(INPUT DATA):
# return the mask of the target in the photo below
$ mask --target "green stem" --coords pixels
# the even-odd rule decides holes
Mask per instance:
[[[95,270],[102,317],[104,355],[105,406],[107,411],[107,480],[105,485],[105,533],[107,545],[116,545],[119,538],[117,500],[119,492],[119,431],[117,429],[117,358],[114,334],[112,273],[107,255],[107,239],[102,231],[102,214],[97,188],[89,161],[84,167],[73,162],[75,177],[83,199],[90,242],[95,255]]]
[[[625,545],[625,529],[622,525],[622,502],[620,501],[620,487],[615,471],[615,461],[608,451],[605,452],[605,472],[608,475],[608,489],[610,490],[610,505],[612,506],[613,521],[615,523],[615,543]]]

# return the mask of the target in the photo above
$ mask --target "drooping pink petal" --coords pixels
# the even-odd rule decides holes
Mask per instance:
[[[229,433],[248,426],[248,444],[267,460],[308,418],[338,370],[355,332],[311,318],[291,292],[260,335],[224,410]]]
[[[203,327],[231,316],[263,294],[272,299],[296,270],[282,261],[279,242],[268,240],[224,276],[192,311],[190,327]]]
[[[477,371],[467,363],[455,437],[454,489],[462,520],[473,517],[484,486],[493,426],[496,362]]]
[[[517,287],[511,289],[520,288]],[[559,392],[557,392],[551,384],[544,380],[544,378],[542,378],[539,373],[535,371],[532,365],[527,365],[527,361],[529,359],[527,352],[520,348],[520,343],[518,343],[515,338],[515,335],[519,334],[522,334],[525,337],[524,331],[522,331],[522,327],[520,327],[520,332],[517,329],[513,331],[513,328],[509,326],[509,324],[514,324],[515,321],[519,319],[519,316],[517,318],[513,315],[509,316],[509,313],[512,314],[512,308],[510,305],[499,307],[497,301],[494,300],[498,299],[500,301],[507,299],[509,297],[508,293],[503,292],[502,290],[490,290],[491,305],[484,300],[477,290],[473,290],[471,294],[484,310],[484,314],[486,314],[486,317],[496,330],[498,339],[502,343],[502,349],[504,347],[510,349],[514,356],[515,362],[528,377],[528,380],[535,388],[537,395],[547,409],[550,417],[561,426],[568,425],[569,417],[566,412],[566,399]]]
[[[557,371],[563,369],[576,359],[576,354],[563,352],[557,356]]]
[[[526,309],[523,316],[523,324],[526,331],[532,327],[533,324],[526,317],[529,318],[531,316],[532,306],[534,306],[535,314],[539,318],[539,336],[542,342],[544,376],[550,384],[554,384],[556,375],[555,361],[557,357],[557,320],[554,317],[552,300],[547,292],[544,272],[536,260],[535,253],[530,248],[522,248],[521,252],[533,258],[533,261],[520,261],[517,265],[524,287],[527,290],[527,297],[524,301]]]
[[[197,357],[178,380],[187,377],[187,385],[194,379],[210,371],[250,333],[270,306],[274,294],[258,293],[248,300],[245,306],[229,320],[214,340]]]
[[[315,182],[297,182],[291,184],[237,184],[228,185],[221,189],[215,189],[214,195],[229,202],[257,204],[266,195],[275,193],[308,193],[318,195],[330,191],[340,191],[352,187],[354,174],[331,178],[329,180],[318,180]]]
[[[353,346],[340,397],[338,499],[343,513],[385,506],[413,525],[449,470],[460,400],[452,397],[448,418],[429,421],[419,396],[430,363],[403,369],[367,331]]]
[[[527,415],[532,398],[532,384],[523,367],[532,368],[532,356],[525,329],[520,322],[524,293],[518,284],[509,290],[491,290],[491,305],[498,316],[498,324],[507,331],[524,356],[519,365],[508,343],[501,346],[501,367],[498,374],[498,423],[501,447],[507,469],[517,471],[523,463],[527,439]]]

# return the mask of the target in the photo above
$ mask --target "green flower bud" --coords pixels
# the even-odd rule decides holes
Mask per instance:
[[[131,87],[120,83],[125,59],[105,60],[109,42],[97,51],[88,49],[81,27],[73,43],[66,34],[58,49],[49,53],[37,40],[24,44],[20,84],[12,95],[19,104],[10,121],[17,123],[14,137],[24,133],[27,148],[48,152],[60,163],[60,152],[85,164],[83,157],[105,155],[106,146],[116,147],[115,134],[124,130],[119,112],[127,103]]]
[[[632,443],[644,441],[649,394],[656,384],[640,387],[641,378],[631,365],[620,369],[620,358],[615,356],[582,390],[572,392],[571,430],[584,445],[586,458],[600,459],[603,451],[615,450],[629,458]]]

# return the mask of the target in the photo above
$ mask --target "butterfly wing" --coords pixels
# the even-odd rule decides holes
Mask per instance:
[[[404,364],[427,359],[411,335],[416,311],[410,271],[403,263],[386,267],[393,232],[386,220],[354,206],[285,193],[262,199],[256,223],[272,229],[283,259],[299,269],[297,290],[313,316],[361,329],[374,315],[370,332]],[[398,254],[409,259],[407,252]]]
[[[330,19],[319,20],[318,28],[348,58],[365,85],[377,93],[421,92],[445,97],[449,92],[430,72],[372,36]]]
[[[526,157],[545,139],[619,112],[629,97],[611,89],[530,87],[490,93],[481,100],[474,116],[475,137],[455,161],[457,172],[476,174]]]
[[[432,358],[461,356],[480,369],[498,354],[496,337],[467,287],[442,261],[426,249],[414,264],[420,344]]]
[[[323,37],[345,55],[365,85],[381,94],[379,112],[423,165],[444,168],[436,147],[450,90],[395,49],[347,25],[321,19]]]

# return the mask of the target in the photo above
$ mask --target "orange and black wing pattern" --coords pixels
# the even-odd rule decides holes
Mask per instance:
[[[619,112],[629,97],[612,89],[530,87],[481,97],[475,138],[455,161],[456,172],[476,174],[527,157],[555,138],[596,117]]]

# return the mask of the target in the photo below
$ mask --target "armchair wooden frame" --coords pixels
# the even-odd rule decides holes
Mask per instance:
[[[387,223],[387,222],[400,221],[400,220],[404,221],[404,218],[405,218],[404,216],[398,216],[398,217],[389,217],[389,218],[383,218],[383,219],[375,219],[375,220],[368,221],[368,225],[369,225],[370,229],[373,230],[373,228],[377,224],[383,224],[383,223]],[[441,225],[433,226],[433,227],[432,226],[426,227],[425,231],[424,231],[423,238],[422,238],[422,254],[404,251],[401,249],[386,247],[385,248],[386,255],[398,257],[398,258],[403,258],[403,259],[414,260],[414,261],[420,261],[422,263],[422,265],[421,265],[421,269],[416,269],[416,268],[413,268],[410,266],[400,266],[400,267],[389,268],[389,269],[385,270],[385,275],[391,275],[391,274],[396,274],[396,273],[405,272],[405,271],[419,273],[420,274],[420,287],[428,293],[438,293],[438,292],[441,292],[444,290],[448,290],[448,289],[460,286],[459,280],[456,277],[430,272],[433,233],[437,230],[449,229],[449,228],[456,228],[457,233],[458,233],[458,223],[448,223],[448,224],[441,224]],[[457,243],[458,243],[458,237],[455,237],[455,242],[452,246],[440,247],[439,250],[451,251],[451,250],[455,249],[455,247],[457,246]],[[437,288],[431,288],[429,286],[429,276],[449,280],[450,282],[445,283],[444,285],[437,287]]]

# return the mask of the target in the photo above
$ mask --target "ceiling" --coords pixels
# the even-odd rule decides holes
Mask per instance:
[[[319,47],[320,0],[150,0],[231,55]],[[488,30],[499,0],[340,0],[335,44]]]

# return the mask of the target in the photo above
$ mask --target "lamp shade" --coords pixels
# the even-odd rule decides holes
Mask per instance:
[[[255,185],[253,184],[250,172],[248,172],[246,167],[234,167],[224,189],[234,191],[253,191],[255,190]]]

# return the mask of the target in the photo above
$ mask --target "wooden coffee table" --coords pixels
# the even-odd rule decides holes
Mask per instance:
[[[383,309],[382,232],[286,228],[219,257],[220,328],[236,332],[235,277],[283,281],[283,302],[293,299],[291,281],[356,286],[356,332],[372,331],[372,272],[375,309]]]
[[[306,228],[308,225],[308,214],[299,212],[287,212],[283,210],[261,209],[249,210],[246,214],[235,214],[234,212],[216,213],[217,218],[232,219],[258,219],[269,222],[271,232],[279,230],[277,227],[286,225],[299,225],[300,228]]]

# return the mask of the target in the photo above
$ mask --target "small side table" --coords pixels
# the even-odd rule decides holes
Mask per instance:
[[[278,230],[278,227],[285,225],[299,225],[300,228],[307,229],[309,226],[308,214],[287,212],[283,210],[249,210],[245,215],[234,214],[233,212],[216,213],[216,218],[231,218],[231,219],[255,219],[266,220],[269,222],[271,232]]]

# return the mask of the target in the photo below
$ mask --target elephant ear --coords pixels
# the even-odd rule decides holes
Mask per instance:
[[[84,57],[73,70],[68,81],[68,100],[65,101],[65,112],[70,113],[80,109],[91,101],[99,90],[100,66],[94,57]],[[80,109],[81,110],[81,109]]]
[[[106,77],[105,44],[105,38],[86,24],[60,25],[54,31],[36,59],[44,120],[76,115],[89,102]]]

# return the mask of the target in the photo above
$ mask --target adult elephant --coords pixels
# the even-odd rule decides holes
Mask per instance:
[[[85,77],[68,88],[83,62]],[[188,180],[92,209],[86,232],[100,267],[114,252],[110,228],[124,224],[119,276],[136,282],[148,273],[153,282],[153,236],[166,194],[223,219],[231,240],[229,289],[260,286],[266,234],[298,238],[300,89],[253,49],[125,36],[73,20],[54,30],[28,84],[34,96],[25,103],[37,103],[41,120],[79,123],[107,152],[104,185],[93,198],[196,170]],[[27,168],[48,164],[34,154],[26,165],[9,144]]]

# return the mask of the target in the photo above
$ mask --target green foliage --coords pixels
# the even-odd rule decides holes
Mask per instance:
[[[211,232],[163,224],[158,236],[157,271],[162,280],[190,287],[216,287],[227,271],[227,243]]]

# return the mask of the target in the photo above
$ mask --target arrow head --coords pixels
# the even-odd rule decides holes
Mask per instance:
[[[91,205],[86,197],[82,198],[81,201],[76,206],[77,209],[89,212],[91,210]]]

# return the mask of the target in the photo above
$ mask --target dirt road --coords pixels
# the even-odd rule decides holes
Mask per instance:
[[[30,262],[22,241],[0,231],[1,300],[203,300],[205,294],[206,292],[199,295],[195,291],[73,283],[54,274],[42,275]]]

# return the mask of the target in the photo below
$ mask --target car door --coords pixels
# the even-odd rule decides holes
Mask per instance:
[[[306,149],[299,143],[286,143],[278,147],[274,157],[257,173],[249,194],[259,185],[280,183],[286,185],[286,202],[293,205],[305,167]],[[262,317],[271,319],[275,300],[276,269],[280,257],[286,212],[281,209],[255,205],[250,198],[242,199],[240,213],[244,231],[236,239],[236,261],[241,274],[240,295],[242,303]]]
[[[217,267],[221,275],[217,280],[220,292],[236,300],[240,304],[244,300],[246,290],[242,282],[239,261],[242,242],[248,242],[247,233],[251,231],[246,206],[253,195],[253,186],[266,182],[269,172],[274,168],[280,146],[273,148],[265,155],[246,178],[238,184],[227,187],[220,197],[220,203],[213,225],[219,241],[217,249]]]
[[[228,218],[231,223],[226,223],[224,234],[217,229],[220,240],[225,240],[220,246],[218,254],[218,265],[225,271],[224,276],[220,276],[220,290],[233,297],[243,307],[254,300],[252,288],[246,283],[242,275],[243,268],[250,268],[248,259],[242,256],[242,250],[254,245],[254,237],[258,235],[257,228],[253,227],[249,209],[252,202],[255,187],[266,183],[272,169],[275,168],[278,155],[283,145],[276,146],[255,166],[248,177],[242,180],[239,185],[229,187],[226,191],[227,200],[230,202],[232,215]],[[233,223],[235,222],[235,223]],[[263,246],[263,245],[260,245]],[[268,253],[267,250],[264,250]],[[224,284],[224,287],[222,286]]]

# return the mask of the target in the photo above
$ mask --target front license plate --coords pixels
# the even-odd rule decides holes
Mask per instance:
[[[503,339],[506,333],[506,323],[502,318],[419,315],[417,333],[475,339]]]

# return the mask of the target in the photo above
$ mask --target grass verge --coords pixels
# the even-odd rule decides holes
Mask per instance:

(ABOUT THIS EXERCISE): The answer must be every line from the records above that contains "elephant".

(THE COMPLETED TASK):
$ mask --target elephant ear --coords pixels
$ mask --target adult elephant --coords pixels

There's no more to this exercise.